-- BEGIN Exercise input --
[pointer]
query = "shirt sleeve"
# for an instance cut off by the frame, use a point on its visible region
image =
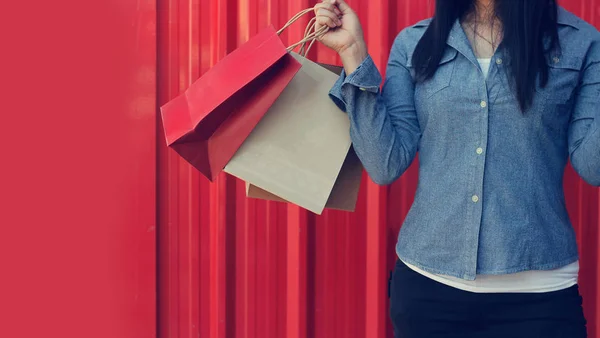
(584, 130)
(383, 123)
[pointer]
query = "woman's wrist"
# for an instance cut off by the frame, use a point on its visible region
(353, 55)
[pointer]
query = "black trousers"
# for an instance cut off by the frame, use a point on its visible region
(423, 308)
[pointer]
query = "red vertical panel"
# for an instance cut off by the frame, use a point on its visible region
(77, 181)
(263, 269)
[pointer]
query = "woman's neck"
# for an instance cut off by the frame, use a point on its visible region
(484, 11)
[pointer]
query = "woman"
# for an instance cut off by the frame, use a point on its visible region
(495, 96)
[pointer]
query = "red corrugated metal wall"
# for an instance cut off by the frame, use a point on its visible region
(232, 267)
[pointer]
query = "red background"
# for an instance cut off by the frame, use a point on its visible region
(97, 215)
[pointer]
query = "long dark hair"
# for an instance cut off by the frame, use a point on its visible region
(530, 31)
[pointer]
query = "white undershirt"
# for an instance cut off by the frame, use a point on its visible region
(484, 63)
(526, 281)
(534, 281)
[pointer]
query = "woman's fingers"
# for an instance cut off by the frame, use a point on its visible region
(328, 6)
(324, 13)
(342, 5)
(323, 20)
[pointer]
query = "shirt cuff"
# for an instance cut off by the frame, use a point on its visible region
(365, 78)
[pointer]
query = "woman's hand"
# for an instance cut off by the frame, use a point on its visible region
(345, 35)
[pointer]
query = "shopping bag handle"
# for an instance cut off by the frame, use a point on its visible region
(308, 35)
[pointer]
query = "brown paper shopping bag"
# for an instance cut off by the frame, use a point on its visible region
(300, 152)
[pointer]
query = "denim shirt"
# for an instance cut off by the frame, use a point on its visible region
(490, 193)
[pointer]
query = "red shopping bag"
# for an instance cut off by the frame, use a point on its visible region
(209, 121)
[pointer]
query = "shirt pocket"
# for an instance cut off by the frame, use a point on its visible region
(563, 78)
(440, 80)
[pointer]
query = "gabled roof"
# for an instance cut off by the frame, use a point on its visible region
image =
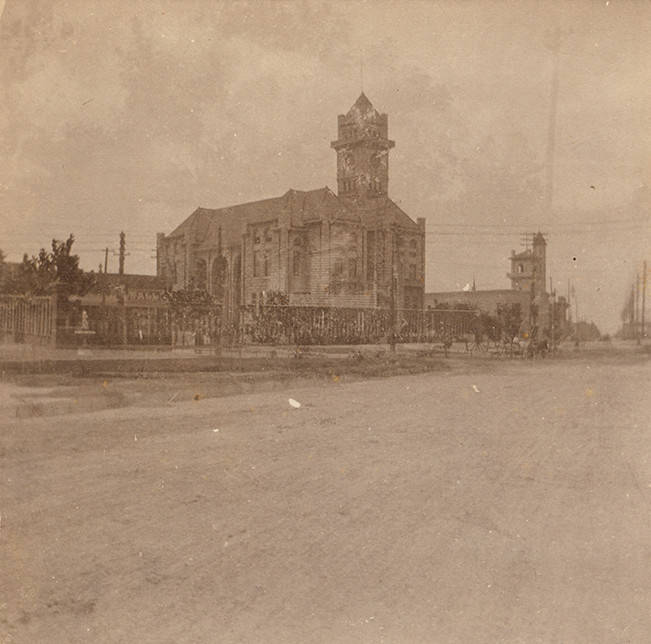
(525, 254)
(300, 206)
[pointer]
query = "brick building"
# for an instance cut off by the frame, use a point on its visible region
(355, 247)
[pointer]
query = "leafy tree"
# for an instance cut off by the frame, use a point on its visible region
(54, 271)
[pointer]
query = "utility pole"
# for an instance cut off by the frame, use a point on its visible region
(553, 312)
(123, 246)
(393, 289)
(643, 297)
(637, 306)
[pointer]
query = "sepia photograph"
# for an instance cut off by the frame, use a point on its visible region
(325, 322)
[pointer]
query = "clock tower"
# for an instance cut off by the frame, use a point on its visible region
(362, 151)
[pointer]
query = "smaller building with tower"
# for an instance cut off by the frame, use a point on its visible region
(528, 274)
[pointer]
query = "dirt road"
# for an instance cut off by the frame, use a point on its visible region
(512, 506)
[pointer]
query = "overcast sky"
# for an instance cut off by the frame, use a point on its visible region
(127, 115)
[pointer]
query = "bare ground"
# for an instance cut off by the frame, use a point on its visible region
(510, 503)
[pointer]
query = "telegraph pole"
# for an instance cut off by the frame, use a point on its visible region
(643, 297)
(123, 246)
(393, 289)
(637, 306)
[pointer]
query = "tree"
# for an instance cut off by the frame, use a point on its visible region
(55, 271)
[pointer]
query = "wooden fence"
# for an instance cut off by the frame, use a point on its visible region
(28, 319)
(158, 323)
(328, 325)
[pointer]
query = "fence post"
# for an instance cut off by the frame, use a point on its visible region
(53, 320)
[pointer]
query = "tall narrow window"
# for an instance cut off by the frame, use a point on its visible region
(352, 268)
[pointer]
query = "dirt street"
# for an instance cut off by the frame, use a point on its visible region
(509, 505)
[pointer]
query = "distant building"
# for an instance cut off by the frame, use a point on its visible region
(528, 279)
(355, 247)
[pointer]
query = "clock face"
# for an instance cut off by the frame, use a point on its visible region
(379, 160)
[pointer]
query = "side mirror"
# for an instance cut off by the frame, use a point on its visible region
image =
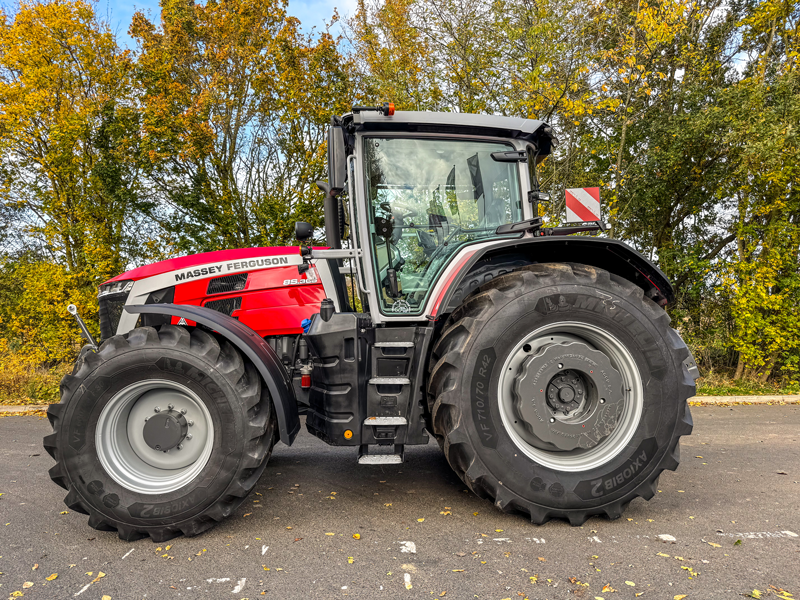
(337, 168)
(303, 231)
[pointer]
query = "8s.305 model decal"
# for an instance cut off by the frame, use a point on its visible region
(299, 281)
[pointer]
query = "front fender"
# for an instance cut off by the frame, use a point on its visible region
(253, 347)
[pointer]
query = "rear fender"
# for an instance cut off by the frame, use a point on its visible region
(612, 255)
(253, 347)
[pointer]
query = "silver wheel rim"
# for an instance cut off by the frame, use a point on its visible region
(633, 400)
(125, 455)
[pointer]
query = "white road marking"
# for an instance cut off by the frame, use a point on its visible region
(408, 547)
(761, 534)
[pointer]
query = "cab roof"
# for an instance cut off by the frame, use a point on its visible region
(531, 130)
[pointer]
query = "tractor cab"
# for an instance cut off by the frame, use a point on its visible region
(414, 189)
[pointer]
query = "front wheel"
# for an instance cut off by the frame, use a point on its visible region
(560, 391)
(160, 433)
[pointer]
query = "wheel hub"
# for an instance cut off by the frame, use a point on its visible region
(568, 396)
(566, 391)
(165, 430)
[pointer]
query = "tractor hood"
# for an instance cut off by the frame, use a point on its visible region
(204, 258)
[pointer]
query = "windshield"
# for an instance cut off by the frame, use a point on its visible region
(427, 199)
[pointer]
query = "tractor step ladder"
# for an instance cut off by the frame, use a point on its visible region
(395, 457)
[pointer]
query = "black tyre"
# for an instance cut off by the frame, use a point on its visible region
(560, 391)
(160, 433)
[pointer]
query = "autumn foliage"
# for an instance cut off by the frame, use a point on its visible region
(209, 133)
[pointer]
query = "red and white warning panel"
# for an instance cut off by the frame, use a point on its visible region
(583, 205)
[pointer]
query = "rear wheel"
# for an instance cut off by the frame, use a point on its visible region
(160, 433)
(560, 391)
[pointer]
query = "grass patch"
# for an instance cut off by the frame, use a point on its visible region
(32, 385)
(721, 385)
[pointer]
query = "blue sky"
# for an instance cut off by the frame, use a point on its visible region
(312, 13)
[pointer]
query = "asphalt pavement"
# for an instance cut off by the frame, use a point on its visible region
(725, 524)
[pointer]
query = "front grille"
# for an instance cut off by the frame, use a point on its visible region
(229, 283)
(226, 306)
(111, 306)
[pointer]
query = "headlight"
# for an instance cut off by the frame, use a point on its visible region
(115, 287)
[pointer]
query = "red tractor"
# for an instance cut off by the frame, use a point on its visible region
(543, 364)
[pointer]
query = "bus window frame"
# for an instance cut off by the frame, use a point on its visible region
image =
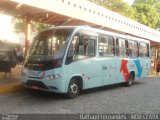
(117, 47)
(81, 33)
(112, 49)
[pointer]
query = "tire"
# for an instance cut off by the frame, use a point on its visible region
(73, 89)
(129, 82)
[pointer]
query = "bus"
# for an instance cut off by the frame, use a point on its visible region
(68, 59)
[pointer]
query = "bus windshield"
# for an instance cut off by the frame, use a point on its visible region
(48, 46)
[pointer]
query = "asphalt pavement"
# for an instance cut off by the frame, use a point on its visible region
(142, 97)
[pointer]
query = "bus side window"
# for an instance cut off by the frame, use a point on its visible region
(121, 47)
(133, 48)
(106, 45)
(144, 50)
(81, 47)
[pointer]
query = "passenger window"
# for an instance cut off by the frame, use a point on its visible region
(106, 46)
(132, 49)
(82, 46)
(143, 50)
(121, 47)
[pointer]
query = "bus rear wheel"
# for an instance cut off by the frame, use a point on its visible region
(129, 82)
(73, 88)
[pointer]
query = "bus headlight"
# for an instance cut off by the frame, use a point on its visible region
(53, 77)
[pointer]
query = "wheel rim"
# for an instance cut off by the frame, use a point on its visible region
(74, 88)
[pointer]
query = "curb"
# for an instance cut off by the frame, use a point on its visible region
(11, 88)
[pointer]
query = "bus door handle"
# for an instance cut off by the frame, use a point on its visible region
(104, 67)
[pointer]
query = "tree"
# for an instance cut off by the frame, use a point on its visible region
(118, 6)
(148, 12)
(19, 25)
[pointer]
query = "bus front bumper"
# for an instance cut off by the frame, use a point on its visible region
(57, 86)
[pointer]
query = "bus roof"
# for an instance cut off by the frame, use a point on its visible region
(101, 31)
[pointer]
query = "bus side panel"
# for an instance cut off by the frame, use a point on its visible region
(145, 67)
(121, 69)
(89, 69)
(108, 70)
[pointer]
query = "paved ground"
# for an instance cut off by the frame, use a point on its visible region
(142, 97)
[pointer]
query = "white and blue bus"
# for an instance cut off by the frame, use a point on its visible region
(68, 59)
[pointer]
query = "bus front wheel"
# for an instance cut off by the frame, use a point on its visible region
(129, 82)
(73, 88)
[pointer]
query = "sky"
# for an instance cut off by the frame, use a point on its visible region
(129, 1)
(6, 29)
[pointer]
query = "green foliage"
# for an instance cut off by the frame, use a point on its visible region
(118, 6)
(146, 12)
(19, 25)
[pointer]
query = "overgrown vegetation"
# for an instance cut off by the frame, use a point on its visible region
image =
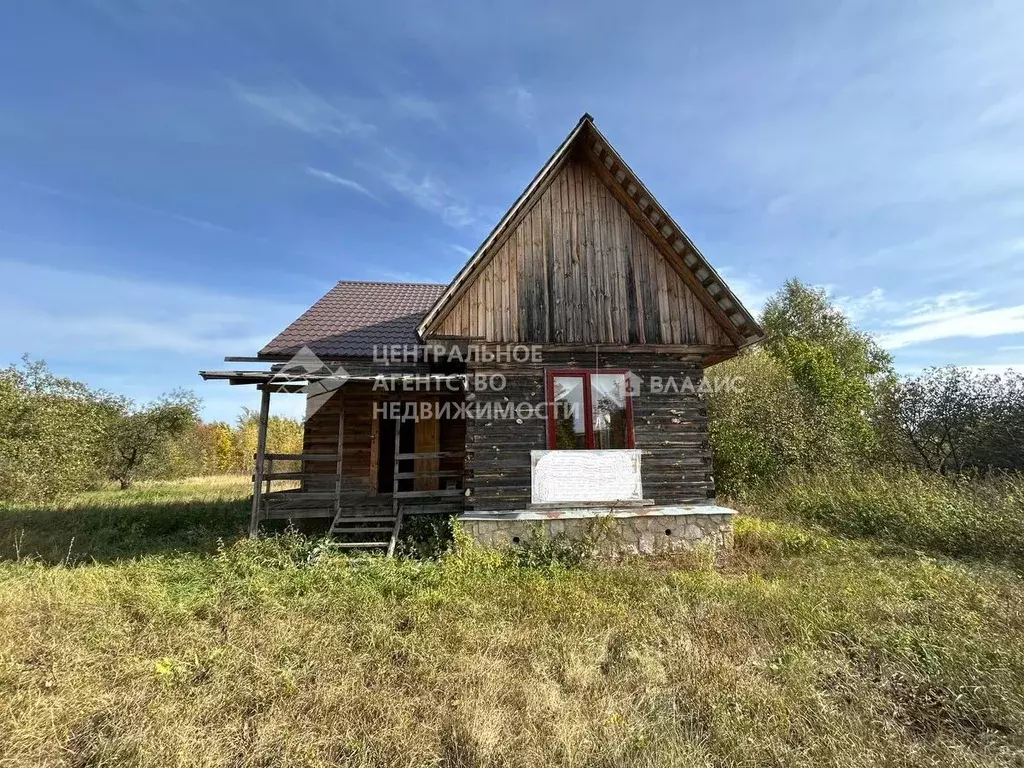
(819, 396)
(58, 437)
(871, 612)
(798, 648)
(956, 515)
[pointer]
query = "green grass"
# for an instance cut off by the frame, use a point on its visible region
(955, 516)
(152, 517)
(798, 648)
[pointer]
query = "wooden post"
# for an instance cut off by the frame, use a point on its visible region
(264, 416)
(395, 508)
(341, 448)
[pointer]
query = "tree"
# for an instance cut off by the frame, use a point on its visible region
(50, 427)
(759, 423)
(137, 435)
(284, 435)
(833, 363)
(951, 419)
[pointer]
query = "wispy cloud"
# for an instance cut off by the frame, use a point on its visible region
(430, 194)
(857, 308)
(54, 311)
(417, 108)
(297, 107)
(97, 200)
(949, 316)
(341, 181)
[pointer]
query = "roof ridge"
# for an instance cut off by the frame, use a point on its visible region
(388, 283)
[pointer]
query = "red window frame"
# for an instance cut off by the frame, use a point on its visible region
(585, 374)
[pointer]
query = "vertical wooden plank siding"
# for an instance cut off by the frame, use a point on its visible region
(578, 268)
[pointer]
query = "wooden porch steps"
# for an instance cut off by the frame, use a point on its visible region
(364, 531)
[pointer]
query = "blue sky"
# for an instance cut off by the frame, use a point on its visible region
(180, 178)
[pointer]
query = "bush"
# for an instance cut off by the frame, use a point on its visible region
(956, 516)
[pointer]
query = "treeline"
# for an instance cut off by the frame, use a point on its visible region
(819, 396)
(57, 436)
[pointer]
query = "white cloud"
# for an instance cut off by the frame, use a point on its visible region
(299, 108)
(59, 312)
(858, 307)
(417, 108)
(341, 181)
(432, 195)
(949, 316)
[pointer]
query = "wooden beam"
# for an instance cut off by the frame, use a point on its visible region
(341, 448)
(395, 507)
(264, 417)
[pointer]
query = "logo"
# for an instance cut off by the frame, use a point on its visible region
(317, 379)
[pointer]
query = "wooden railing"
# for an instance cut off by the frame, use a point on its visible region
(320, 494)
(417, 474)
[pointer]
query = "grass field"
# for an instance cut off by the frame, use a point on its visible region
(166, 639)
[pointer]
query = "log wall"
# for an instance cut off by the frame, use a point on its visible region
(671, 429)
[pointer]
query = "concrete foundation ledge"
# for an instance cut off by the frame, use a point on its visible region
(606, 531)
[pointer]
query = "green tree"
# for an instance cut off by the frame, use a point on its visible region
(834, 364)
(50, 427)
(137, 436)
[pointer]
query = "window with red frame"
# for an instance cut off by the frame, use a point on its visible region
(589, 410)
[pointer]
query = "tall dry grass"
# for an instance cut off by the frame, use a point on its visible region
(956, 516)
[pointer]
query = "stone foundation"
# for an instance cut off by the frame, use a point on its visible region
(649, 530)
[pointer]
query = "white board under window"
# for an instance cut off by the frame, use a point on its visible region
(567, 476)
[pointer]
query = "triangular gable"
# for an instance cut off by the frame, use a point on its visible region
(586, 255)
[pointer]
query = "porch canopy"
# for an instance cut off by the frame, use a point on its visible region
(348, 509)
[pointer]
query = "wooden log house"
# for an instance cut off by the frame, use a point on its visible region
(617, 309)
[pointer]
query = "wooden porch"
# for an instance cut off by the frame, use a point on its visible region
(359, 516)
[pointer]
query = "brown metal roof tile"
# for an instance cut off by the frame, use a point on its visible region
(352, 317)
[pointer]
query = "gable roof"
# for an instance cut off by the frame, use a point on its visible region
(707, 285)
(353, 316)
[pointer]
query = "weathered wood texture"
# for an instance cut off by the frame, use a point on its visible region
(360, 448)
(671, 429)
(578, 268)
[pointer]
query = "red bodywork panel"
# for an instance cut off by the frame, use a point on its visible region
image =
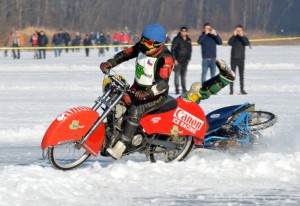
(73, 125)
(186, 119)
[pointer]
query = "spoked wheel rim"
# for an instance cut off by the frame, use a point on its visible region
(66, 156)
(183, 148)
(261, 120)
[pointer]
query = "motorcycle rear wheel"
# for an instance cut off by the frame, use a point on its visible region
(66, 156)
(259, 120)
(184, 146)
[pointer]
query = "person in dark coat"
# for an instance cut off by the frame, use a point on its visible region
(107, 40)
(101, 40)
(57, 41)
(42, 42)
(87, 42)
(66, 38)
(238, 43)
(182, 50)
(209, 39)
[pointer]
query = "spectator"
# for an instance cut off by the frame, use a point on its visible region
(78, 43)
(182, 50)
(136, 39)
(34, 43)
(108, 40)
(16, 40)
(238, 42)
(92, 38)
(117, 40)
(87, 42)
(66, 39)
(101, 41)
(168, 39)
(42, 42)
(57, 41)
(208, 41)
(126, 40)
(74, 42)
(6, 43)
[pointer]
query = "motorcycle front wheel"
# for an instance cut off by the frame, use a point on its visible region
(66, 156)
(259, 120)
(183, 147)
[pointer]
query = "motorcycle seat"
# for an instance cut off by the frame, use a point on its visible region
(220, 116)
(170, 104)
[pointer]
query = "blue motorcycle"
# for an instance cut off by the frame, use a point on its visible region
(236, 127)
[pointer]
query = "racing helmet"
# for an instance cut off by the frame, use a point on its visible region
(152, 38)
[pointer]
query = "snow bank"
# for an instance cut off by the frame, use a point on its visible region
(196, 181)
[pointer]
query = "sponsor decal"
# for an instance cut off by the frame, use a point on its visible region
(187, 121)
(68, 113)
(140, 71)
(174, 130)
(149, 62)
(155, 120)
(215, 116)
(75, 125)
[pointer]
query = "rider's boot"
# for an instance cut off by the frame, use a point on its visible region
(129, 129)
(225, 70)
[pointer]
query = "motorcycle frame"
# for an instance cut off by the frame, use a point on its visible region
(241, 123)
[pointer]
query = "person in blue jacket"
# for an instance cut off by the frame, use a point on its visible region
(209, 39)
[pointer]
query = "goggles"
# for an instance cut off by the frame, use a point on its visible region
(150, 43)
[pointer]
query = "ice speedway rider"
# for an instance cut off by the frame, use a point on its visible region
(153, 68)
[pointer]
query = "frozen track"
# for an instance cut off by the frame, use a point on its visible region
(34, 92)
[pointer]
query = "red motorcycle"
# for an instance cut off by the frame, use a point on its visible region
(166, 134)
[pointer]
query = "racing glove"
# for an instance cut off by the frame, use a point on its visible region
(143, 95)
(105, 67)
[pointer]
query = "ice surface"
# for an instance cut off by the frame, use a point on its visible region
(34, 92)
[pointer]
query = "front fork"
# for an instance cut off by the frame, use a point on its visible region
(109, 105)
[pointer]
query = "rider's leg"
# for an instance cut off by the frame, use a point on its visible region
(183, 71)
(176, 70)
(135, 114)
(233, 68)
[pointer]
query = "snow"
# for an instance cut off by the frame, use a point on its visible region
(34, 92)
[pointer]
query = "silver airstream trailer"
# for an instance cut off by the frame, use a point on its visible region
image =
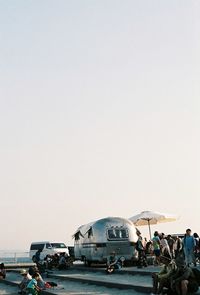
(93, 242)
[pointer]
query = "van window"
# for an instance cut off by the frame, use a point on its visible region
(117, 234)
(48, 246)
(37, 247)
(58, 245)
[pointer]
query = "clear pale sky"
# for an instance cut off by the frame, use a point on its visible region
(99, 115)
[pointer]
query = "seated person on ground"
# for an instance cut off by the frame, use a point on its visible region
(161, 279)
(26, 278)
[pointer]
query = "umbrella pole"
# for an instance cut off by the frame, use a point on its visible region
(149, 229)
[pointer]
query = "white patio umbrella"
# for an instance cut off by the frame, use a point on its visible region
(150, 217)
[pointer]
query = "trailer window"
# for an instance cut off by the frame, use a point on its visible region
(58, 245)
(117, 234)
(37, 246)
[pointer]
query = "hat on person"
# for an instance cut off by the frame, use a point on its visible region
(23, 272)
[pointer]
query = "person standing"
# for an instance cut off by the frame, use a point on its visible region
(156, 247)
(188, 247)
(142, 261)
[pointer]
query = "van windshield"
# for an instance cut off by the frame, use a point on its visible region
(58, 245)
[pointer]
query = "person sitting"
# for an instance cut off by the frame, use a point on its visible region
(2, 271)
(113, 262)
(62, 264)
(184, 280)
(32, 287)
(161, 279)
(25, 280)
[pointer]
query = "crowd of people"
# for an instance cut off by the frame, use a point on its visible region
(32, 282)
(178, 258)
(162, 244)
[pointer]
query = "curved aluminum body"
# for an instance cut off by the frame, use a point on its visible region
(95, 241)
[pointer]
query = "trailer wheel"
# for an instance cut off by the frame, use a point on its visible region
(87, 262)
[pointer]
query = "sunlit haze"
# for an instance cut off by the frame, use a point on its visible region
(99, 115)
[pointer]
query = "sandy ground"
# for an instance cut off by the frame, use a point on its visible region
(70, 288)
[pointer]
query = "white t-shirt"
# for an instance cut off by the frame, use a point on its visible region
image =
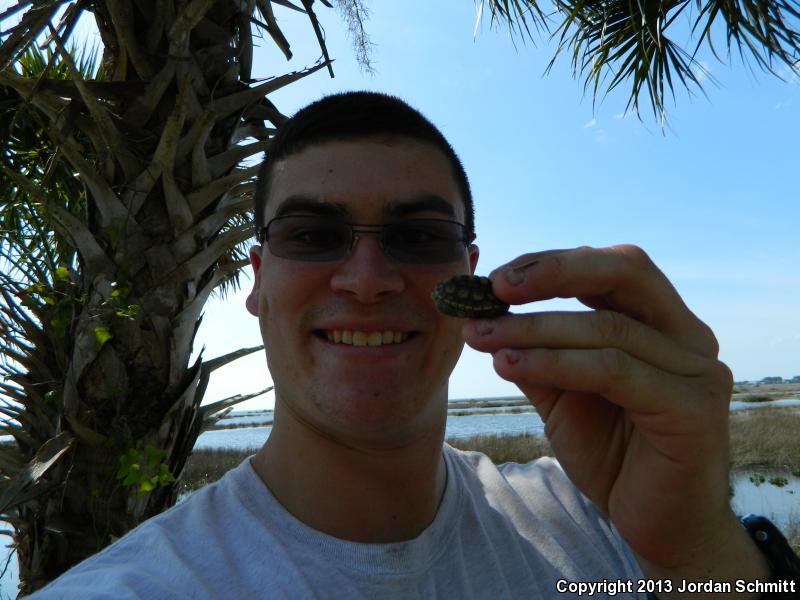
-- END Exercise input --
## Set problem:
Count the lines in the records above that contain the string "rider", matching case exactly, and reply with the number alone.

## Output for this exercise:
3